··· Records shown

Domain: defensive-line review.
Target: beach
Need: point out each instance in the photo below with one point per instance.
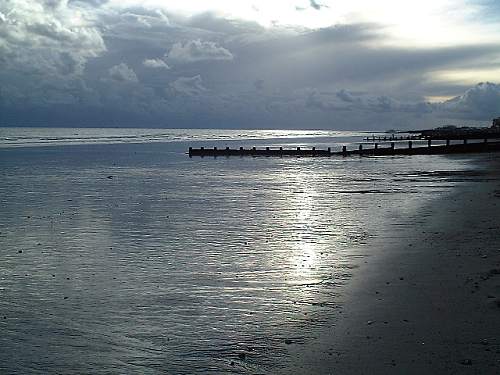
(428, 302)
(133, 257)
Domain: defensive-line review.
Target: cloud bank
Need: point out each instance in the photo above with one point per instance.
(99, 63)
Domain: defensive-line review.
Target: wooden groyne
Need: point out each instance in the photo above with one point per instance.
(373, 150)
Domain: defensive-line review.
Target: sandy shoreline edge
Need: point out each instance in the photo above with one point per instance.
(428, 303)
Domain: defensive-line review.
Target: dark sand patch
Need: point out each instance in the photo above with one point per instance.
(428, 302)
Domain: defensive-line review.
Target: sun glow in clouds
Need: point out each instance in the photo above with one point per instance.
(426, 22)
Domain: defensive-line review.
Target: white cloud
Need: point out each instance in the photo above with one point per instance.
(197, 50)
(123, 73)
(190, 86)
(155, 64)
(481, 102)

······
··· Records shown

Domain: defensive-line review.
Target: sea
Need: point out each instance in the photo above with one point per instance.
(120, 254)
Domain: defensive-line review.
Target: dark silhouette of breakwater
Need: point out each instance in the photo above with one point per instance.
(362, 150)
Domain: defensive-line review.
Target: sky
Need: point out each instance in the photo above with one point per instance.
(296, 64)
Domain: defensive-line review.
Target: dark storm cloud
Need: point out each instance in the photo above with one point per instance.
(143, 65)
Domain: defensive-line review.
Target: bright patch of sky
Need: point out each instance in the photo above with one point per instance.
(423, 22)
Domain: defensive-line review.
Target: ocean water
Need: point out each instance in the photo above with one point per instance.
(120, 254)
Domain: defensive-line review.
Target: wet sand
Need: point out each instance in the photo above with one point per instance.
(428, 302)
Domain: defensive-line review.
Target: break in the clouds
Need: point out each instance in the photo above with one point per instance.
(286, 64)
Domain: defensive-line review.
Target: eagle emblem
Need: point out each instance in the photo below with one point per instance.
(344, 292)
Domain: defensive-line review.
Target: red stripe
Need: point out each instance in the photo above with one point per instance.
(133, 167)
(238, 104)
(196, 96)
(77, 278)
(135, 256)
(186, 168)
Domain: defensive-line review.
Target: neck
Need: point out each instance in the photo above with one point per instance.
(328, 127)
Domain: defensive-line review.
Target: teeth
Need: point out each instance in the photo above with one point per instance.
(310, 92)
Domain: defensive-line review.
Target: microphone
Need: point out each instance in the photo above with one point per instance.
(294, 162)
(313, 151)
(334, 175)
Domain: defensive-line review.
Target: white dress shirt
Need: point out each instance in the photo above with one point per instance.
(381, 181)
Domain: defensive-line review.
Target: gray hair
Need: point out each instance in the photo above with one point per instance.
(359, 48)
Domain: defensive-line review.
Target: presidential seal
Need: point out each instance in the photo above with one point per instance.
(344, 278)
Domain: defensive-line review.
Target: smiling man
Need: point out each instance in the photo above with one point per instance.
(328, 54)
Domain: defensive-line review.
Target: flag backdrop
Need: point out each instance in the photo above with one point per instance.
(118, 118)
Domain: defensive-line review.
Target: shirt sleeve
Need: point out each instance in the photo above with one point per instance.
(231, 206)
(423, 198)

······

▸ **Exercise instructions**: Copy out only the lines above from the one with "Target: break in the clouds" to the one with "Target: flag backdrop", inclusive, exactly as they stand.

▸ **Exercise output**:
Target: break in the clouds
Need: point out each instance in the photo above with one point per instance.
(286, 64)
Domain: defensive-line review.
Target: eagle emblem
Need: point out each instance in the photo below with one point per instance.
(344, 292)
Domain: defensive-line review.
Target: red stripe
Need: point out each instance in the photo above with one point per instance.
(133, 167)
(238, 104)
(196, 96)
(77, 278)
(135, 256)
(186, 168)
Domain: defensive-line review.
Target: neck
Need: point out each instance in the photo above with one point per instance.
(328, 127)
Domain: defensive-line review.
Target: teeth
Need: point out each instance in the photo above with one point per instance.
(310, 92)
Domain: defensive-line review.
Target: microphone
Need: point out each instance in the photo above with one point per instance.
(294, 162)
(313, 151)
(334, 175)
Domain: defensive-line review.
Target: white dress shirt
Need: point out each instance in the photo above with one point per instance.
(381, 181)
Domain: defensive-line review.
Target: gray hair
Need: point out each instance in the photo above with one point per instance.
(359, 48)
Domain: defensive-line review.
Target: presidential seal
Need: point out each instance in the photo above with one point per instance.
(344, 278)
Domain: defensive-line review.
Target: smiling man
Need: point out each instance in the photo above with one point per instance.
(328, 54)
Domain: defensive-line review.
Target: flag backdrop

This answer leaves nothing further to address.